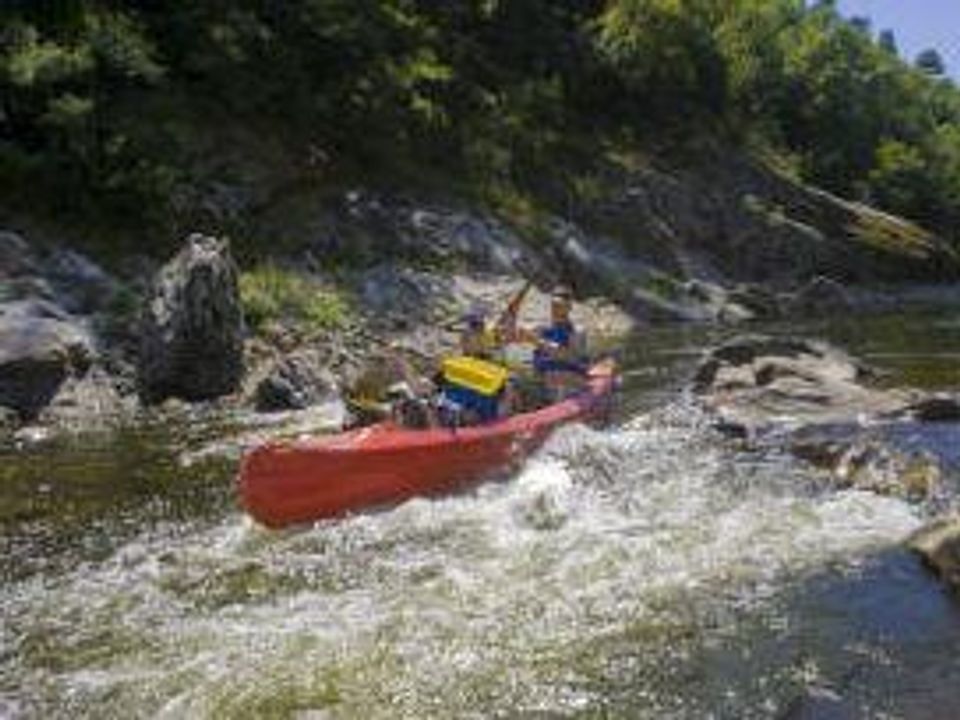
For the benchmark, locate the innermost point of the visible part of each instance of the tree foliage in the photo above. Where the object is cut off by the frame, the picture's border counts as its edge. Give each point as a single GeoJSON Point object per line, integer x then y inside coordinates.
{"type": "Point", "coordinates": [93, 90]}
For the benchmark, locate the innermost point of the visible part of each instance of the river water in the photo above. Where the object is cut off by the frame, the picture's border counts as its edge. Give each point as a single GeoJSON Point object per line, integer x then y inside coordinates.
{"type": "Point", "coordinates": [646, 570]}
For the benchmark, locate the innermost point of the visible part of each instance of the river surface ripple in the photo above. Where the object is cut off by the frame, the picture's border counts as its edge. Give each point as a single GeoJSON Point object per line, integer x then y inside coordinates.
{"type": "Point", "coordinates": [644, 570]}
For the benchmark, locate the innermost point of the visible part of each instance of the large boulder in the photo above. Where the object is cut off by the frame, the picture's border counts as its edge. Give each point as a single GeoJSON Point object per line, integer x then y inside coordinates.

☆ ☆ ☆ ☆ ☆

_What the task asks_. Reproduce the listing above word for word, leaving out the pictures.

_Response below_.
For the benchmark, locate the innermost point of the visible part of each instance of the tree foliage in the photo above. Where the object is cut off by the frame, the picture's border counts as its edge. Give each point as a single GeoJSON Point object per line, integer x then y inside coordinates.
{"type": "Point", "coordinates": [93, 90]}
For the benchmark, locate the innermost point of the visible part of each instance of the river water in the photo above. Where the object is cut off by the frame, the picture's border counts as its edge. Give each point as a single GeoJSON Point object per line, integer x then y inside coordinates.
{"type": "Point", "coordinates": [646, 570]}
For the benchmark, locate the innermost point of the visible part of each instance of the river surface ripple in the photo above. Where the object is cut off by the frame, the picture's border counts as its edge. Give each point as a single GeoJSON Point object per line, integer x then y inside coordinates.
{"type": "Point", "coordinates": [644, 570]}
For the benchmark, locate the innermost point of the visible part of each instance of the large boulder in the photo above. Where the object is cut off by the frame, the picture's border counts as its edge. Give each point as a single GeoJSON Point object per line, integer x then y inside coordinates.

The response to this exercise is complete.